Items -
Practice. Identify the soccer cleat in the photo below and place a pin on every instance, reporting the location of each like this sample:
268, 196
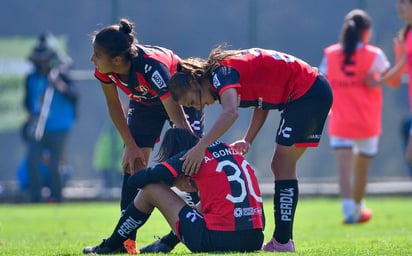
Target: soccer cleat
101, 249
274, 246
364, 216
130, 246
156, 247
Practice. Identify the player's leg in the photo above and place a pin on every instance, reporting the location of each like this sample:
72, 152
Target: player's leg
301, 126
342, 149
364, 151
146, 124
136, 214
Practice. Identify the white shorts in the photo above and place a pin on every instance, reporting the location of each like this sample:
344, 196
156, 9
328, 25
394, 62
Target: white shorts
367, 146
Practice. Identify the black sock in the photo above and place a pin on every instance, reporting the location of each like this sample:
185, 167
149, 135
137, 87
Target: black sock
128, 195
285, 201
170, 239
131, 220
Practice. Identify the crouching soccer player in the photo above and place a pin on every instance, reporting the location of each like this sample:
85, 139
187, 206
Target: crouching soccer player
229, 216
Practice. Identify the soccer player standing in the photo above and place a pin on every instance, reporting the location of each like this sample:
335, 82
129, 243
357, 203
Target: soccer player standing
263, 80
141, 72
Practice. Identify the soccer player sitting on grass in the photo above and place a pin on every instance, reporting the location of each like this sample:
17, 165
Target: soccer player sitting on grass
229, 216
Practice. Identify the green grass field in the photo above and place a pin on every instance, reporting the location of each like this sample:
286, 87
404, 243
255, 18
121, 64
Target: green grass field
50, 229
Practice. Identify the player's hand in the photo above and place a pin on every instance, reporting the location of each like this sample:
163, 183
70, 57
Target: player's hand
183, 184
133, 160
192, 160
241, 146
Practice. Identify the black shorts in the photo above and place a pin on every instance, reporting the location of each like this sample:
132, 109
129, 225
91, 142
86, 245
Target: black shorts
302, 120
146, 122
193, 233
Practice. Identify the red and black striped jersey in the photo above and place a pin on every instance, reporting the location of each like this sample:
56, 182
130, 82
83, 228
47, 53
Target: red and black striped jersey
148, 76
228, 189
264, 78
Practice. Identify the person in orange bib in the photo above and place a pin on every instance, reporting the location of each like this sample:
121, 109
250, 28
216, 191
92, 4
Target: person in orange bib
354, 125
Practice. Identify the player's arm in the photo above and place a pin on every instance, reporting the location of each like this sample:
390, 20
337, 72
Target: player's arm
165, 172
258, 119
176, 113
194, 157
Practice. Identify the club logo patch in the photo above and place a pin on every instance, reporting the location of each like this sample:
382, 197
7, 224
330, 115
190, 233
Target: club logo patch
216, 82
158, 80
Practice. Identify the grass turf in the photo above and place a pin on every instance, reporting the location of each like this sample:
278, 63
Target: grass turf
50, 229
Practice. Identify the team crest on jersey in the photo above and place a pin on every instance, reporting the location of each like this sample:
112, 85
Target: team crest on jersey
158, 80
216, 82
142, 89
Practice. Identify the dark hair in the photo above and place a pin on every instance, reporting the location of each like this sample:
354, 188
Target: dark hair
355, 23
175, 141
197, 69
118, 40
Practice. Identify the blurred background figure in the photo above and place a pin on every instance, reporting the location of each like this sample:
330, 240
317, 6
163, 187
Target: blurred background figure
50, 101
355, 120
107, 156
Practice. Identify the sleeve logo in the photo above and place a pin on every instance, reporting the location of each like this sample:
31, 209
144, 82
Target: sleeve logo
157, 79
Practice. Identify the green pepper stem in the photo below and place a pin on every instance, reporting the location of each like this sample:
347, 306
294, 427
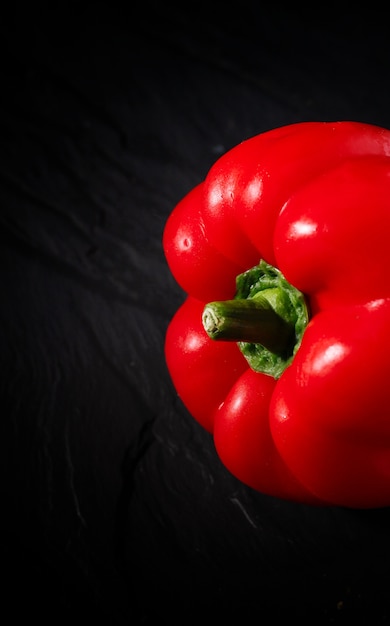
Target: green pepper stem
253, 320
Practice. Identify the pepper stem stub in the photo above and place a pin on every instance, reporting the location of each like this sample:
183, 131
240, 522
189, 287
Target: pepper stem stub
266, 318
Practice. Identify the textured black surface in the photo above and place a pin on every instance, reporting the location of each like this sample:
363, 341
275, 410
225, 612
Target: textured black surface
114, 505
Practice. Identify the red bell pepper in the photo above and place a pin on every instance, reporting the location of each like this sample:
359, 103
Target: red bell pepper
280, 348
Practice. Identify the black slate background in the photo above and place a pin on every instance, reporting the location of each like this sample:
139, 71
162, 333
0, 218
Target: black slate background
114, 505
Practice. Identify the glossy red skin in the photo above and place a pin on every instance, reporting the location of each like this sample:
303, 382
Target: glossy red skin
312, 199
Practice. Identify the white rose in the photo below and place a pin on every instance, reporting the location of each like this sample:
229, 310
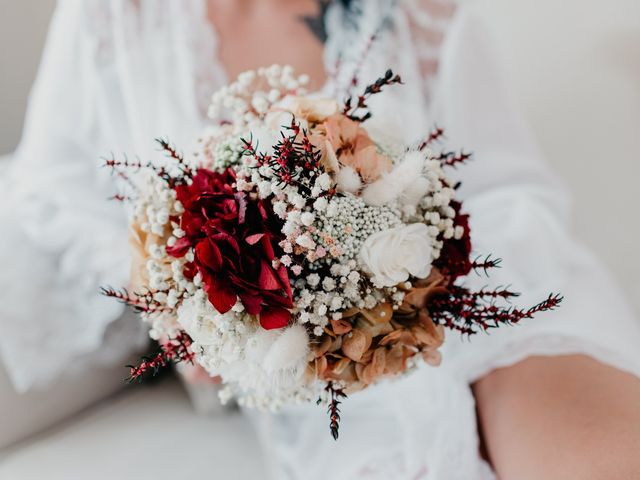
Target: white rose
391, 256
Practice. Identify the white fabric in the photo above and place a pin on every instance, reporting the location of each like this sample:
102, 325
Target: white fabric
138, 69
146, 433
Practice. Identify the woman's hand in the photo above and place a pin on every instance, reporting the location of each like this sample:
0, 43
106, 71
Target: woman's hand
561, 418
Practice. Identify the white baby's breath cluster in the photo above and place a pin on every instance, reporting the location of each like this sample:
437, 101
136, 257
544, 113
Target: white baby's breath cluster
247, 100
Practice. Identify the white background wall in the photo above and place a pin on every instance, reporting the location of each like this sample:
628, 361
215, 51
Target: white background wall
574, 67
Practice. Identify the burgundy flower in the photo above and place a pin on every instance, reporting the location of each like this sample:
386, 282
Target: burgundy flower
235, 237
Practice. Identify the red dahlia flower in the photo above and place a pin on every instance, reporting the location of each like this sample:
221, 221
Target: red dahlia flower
234, 236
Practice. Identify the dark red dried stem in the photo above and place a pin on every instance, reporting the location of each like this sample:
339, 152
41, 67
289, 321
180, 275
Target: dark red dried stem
175, 350
434, 136
140, 302
485, 264
353, 105
453, 159
172, 153
336, 395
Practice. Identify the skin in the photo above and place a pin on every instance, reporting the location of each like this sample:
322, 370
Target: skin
559, 418
547, 418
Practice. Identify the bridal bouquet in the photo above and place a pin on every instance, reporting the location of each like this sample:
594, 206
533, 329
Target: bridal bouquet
298, 257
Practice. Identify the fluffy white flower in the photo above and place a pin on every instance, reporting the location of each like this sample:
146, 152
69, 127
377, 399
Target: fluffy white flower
320, 204
348, 180
391, 256
307, 218
400, 180
289, 351
324, 181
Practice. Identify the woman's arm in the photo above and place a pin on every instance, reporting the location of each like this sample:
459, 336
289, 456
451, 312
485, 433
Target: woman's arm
551, 417
561, 418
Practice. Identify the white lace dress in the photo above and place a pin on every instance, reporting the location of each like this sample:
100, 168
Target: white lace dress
118, 73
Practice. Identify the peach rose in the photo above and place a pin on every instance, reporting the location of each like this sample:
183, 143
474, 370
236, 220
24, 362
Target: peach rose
352, 147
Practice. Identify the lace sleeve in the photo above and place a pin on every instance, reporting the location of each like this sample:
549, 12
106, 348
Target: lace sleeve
62, 238
520, 211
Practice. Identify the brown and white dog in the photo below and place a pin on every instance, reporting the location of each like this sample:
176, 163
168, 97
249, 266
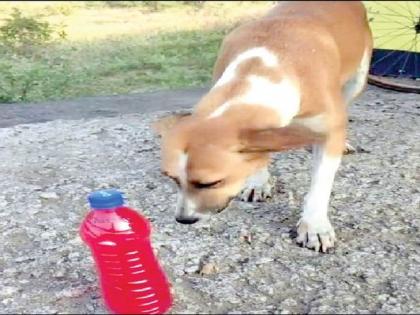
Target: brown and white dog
282, 81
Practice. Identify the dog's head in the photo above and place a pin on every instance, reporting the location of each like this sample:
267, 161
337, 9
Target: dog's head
210, 159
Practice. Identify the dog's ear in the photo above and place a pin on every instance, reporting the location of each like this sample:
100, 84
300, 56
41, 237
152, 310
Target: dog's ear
277, 139
166, 123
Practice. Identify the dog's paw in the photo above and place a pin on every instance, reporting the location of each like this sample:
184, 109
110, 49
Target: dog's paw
258, 187
316, 233
349, 149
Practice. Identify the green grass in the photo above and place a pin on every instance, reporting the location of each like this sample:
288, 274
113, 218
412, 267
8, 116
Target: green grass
103, 55
123, 65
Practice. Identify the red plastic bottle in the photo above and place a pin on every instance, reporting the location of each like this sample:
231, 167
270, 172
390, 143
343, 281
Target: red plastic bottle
131, 278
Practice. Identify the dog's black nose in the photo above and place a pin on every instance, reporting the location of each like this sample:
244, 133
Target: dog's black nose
186, 220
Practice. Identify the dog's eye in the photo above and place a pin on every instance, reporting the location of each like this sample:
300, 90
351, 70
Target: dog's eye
200, 185
176, 180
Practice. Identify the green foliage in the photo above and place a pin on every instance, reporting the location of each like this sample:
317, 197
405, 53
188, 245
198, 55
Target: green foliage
29, 79
130, 64
20, 32
24, 35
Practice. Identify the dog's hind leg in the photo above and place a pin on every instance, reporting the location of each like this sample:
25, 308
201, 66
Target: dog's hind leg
354, 87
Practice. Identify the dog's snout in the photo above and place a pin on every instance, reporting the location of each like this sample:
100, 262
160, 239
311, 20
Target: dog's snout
186, 220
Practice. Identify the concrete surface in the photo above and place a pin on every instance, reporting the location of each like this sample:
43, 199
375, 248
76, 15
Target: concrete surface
252, 262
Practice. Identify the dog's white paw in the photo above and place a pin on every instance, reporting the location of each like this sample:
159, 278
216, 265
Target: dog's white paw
349, 149
316, 233
258, 187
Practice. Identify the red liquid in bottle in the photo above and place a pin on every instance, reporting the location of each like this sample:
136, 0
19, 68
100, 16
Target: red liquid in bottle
131, 278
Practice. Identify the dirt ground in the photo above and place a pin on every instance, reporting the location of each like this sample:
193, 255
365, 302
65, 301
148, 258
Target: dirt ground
48, 168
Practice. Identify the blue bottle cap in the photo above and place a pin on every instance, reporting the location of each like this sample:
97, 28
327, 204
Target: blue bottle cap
105, 199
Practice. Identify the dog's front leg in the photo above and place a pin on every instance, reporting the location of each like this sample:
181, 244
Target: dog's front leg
314, 227
258, 186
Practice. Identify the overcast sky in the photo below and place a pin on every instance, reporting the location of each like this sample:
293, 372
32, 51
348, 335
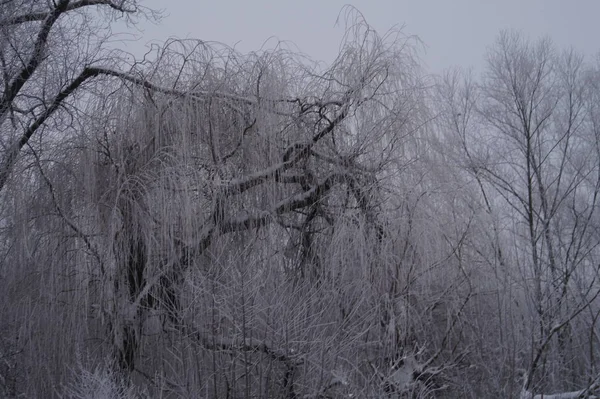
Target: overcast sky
455, 32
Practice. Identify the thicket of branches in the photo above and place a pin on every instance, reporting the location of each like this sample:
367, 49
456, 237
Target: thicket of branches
207, 223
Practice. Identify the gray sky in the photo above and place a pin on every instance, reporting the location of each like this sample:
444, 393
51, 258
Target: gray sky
455, 32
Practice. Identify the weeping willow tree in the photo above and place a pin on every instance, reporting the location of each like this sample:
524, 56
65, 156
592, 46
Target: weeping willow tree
229, 225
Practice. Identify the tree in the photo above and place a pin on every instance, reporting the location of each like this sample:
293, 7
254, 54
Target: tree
65, 43
525, 137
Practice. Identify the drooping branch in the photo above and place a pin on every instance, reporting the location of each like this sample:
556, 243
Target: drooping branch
40, 16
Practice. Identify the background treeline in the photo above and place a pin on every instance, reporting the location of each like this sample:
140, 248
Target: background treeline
203, 223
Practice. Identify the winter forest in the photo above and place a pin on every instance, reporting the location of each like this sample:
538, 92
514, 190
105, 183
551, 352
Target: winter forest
206, 223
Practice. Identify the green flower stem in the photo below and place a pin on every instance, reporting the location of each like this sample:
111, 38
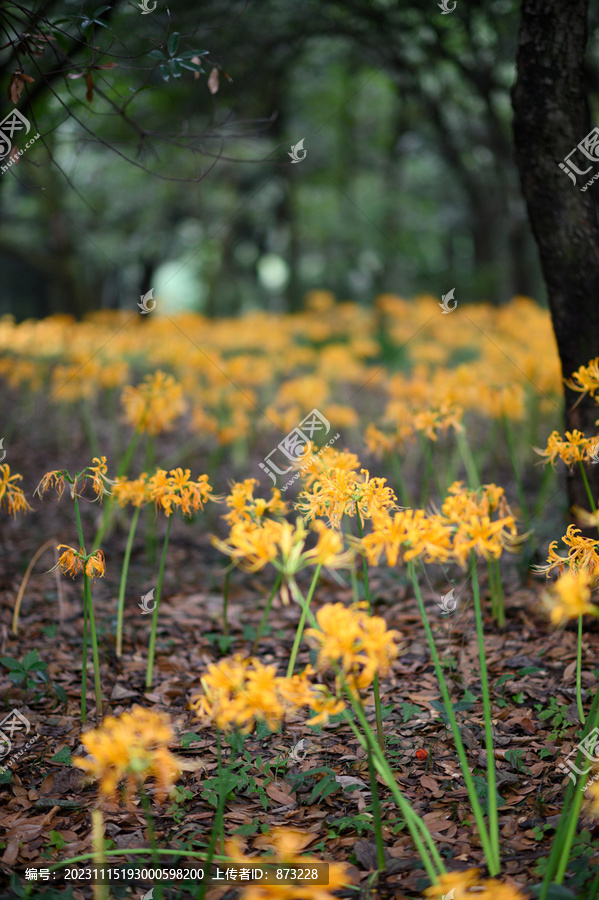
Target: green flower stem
108, 501
474, 801
88, 605
564, 835
579, 640
226, 601
484, 678
579, 673
84, 667
375, 684
152, 645
95, 655
123, 583
400, 481
267, 610
376, 812
468, 459
511, 447
217, 825
302, 622
420, 834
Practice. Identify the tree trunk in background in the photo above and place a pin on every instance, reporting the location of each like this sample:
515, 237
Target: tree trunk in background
551, 118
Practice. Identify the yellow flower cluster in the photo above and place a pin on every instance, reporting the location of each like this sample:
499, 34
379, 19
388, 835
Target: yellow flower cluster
240, 691
11, 495
340, 491
175, 489
134, 747
465, 525
72, 561
132, 492
576, 447
287, 844
155, 404
583, 555
254, 544
569, 597
458, 885
247, 508
358, 644
586, 379
96, 472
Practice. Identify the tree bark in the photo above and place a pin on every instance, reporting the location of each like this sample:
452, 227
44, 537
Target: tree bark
551, 117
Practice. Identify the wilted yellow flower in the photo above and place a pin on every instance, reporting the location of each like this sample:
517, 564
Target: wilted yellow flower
11, 496
358, 643
133, 746
585, 379
287, 844
72, 561
155, 404
569, 597
54, 479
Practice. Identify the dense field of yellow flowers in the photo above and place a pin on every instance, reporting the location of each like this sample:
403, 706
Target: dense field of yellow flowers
182, 414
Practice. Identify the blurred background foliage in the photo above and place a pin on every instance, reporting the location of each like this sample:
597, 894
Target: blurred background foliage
145, 176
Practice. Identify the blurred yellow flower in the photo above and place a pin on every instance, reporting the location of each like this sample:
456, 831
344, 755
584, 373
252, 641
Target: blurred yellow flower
134, 747
155, 404
11, 495
175, 489
569, 597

What is needed - Copy out everything from the row containing "Practice. Identify the dense" down to the last of the rows, both ends included, reproducing those lines unchanged.

Task output -
Practice. Identify the dense field of yellow flowers in the photo above and place a pin on every instance, reporting the location of each like this sample:
403, 706
Target: dense field of yellow flowers
182, 414
Practice. Identify the blurred background foliage in the photo above and place a pin on every instance, reporting the location of each like this sample:
597, 894
Target: blurred background foliage
145, 176
Practice. Identify the blurred yellow flower in the photo above and place a pin on every instance, reporting the location of each like this sample:
456, 831
344, 755
584, 373
252, 641
Target: blurred yellow flower
134, 747
155, 404
11, 495
175, 489
569, 597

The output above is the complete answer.